%%

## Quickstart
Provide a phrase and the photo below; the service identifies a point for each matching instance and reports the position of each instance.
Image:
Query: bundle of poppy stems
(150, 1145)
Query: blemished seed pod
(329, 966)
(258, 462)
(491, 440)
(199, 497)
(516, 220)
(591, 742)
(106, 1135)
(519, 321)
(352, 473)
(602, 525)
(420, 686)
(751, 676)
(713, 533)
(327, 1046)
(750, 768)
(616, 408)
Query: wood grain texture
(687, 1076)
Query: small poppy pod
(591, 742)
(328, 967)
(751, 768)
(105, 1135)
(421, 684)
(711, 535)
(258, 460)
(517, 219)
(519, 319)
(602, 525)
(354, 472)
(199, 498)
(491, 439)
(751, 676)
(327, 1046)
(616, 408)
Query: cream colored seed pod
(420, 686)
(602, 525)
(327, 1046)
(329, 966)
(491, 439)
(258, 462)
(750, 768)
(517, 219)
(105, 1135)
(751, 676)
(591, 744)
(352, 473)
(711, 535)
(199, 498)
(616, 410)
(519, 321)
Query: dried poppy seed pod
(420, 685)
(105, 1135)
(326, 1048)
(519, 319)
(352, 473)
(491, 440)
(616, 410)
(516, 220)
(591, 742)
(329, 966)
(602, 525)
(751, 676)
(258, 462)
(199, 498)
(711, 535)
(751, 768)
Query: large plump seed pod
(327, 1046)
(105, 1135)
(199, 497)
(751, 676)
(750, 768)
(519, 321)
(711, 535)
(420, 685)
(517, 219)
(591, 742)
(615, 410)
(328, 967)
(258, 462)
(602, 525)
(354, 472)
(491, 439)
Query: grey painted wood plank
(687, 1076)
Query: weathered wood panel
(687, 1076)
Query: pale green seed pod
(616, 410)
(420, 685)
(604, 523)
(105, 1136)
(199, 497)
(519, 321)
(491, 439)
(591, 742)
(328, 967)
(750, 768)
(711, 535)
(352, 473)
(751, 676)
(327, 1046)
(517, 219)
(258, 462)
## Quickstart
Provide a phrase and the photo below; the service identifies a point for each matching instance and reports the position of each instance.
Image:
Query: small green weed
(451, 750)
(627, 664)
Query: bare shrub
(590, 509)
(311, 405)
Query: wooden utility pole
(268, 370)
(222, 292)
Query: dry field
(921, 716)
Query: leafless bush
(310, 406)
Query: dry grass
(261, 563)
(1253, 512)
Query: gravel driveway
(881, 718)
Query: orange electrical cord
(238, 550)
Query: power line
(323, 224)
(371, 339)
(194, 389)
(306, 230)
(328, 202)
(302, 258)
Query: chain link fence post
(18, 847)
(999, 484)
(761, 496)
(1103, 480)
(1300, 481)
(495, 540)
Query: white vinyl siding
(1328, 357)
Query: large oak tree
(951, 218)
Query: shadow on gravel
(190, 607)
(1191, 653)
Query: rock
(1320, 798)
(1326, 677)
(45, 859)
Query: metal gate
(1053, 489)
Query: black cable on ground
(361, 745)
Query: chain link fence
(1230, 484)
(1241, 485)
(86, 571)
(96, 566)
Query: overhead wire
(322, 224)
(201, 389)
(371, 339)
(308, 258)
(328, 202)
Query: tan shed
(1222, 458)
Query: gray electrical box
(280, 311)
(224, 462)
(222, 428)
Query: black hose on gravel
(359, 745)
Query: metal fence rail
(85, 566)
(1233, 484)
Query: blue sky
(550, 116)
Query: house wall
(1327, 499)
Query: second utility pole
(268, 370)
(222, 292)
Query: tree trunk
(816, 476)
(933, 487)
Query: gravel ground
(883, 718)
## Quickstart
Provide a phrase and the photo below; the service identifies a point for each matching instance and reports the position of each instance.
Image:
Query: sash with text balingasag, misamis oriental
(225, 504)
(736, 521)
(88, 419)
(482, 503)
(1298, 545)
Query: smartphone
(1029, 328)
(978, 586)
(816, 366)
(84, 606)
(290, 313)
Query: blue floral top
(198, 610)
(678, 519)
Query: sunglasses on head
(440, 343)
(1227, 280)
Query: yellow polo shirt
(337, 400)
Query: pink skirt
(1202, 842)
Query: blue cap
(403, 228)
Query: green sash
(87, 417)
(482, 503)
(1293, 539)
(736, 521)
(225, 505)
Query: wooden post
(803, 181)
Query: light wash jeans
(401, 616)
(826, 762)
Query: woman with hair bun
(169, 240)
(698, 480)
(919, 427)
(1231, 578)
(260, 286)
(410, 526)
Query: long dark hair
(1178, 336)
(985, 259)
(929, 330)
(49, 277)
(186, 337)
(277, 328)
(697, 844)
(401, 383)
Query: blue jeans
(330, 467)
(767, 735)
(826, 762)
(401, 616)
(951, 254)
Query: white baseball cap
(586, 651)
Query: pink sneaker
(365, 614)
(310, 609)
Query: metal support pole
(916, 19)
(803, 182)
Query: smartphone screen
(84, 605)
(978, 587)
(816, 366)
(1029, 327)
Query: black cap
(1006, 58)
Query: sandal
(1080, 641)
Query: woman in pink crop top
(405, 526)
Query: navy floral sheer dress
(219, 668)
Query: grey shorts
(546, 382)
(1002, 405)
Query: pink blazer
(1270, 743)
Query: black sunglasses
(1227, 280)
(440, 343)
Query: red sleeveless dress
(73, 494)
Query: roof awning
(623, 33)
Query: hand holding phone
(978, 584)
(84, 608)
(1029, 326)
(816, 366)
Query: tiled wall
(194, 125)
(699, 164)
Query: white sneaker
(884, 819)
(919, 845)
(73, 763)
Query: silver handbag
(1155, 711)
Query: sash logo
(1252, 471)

%%

* **Objective**: Can you copy out the lines starting with the one that contains "Query: hand holding phone" and going on through the end of the records, unchanged?

* **Exercise answer**:
Query: hand holding phone
(978, 584)
(84, 608)
(1029, 326)
(816, 366)
Query: tiled wall
(194, 125)
(699, 164)
Query: white sneaker
(884, 819)
(919, 845)
(73, 763)
Query: silver handbag
(1155, 711)
Query: sash logo
(1252, 471)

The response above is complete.